Retype the data in its entirety, with no word changed.
(TASK DATA Opens)
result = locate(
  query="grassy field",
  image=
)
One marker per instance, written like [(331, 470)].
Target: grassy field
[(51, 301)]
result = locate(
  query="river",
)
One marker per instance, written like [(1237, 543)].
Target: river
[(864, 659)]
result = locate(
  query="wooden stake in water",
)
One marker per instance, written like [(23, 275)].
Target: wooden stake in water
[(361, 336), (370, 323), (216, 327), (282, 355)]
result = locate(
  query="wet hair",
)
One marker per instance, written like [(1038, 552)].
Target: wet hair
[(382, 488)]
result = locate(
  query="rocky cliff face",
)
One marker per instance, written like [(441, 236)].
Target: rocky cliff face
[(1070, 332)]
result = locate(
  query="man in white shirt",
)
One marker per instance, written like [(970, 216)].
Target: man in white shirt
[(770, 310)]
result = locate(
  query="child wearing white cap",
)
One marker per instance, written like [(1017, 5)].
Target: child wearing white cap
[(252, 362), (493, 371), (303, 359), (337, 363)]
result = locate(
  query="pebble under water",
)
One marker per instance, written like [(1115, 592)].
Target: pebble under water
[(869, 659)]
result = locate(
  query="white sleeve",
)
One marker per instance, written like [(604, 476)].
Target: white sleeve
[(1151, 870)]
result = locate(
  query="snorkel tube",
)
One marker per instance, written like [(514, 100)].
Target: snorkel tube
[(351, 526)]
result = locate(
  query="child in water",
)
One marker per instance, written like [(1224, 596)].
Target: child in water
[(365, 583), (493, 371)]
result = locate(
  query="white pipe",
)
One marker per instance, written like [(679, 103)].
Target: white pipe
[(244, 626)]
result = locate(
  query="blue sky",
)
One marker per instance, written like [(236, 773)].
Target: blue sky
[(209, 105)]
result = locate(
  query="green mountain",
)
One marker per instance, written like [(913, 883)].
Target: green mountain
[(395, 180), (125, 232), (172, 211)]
(TASK DATA Closes)
ANSWER FOR THIS EXERCISE
result = locate(
  query="grassy field",
  image=
)
One marker per instance, written like [(331, 470)].
Target: grassy field
[(51, 301)]
result = locate(
  query="river",
)
One marker per instance, written like [(1237, 543)].
Target: river
[(864, 659)]
result = locate(
  query="wooden stake in water",
)
One marker per instance, written like [(23, 275)].
Target: wooden stake in water
[(361, 336), (370, 323), (216, 327), (282, 355)]
result = locate(
  query="wet hair",
)
One marker per instance, written like [(1038, 552)].
Target: wet hair
[(382, 488)]
result = locate(
  query="rocky cliff face",
)
One marker per instance, written like [(441, 236)].
Target: rocky cliff face
[(1070, 332)]
result = locate(
  query="man in white shirt",
)
One marker per instance, written like [(970, 216)].
Target: man in white shirt
[(770, 310)]
result = locate(
  query="child wearing white cap",
)
One marker per instance, written like [(1017, 5)].
Target: child wearing white cap
[(252, 362), (493, 371), (303, 359), (337, 363)]
result = locate(
  query="pebble under water",
)
One marker per instance, written like [(1115, 592)].
Target: pebble under water
[(869, 659)]
result = locate(
  query="white sleeve",
)
One marker per instance, written like [(604, 476)].
Target: white sleeve
[(1151, 870)]
result = locate(
  query="snorkel tube",
)
One marker per instance, written like [(514, 100)].
Target: snorkel tube
[(351, 526)]
result = locate(
  query="child in water",
)
One marker per instance, written like [(1224, 596)].
Target: child in water
[(365, 583), (493, 371)]
result = locate(
  query="white pipe",
)
One marker per instance, written like [(679, 103)].
Target: white pipe
[(244, 626)]
result = locate(
  query="blue sky",
)
One marker per instance, written like [(236, 773)].
Target: blue sky
[(209, 105)]
result = locate(
  query="green mountain",
)
One marker per instance, written like [(913, 883)].
Target: green mountain
[(395, 180), (125, 232), (172, 211)]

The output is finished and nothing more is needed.